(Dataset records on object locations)
◆ ◆ ◆ ◆ ◆

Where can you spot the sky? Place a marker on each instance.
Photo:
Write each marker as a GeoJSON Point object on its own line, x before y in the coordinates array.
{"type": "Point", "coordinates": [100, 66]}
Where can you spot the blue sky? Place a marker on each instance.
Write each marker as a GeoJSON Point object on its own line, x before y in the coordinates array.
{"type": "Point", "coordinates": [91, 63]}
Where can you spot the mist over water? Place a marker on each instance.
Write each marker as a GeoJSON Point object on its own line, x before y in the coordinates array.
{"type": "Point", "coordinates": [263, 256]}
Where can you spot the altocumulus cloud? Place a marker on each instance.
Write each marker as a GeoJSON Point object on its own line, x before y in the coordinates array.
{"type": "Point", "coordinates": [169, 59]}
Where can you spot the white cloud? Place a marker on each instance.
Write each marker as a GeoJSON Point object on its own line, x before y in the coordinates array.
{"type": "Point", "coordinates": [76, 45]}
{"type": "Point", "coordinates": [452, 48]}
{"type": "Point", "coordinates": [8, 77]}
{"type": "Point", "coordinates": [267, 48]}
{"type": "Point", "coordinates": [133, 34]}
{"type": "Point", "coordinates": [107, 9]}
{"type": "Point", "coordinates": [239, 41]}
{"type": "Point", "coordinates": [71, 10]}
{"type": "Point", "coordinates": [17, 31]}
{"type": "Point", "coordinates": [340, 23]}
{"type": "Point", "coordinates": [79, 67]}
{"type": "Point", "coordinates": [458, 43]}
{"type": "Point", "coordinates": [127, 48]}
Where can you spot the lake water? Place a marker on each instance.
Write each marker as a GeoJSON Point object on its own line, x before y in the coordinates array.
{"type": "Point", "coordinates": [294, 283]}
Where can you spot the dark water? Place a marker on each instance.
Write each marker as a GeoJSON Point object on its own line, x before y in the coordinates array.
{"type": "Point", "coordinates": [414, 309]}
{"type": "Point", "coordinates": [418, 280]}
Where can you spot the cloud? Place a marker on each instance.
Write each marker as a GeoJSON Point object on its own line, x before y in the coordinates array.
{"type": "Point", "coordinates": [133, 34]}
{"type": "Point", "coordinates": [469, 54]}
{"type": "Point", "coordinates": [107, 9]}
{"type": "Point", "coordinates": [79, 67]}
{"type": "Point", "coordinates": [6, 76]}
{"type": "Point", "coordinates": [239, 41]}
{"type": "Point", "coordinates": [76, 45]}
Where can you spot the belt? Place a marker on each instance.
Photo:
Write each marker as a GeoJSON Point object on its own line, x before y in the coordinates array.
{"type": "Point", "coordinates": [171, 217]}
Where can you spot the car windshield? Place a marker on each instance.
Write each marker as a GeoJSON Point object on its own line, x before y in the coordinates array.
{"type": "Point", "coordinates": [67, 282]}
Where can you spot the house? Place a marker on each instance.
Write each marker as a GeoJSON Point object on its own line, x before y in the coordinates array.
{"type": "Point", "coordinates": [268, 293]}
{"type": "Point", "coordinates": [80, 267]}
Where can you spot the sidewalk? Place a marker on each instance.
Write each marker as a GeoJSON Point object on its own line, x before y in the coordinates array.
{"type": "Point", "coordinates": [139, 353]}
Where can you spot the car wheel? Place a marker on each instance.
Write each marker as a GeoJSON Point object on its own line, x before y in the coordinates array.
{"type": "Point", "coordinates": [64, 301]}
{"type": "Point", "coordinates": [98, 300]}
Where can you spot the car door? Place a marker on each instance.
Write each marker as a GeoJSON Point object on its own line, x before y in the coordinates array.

◆ ◆ ◆ ◆ ◆

EXERCISE:
Rewrite the part of the records that opens with the line containing "Where can you spot the car wheel?" and runs through the end of the records, putting "pin" wherever "marker" appears and leaving everything else as it is.

TASK SOLUTION:
Where can you spot the car wheel? Place a pin on each instance.
Write each pin as a GeoJSON Point object on its own line, x before y in the coordinates array.
{"type": "Point", "coordinates": [64, 301]}
{"type": "Point", "coordinates": [98, 300]}
Where can you spot the car door? Place a pin on each instance.
Write each pin as a GeoJSON Point object on its own line, x before y in the coordinates array.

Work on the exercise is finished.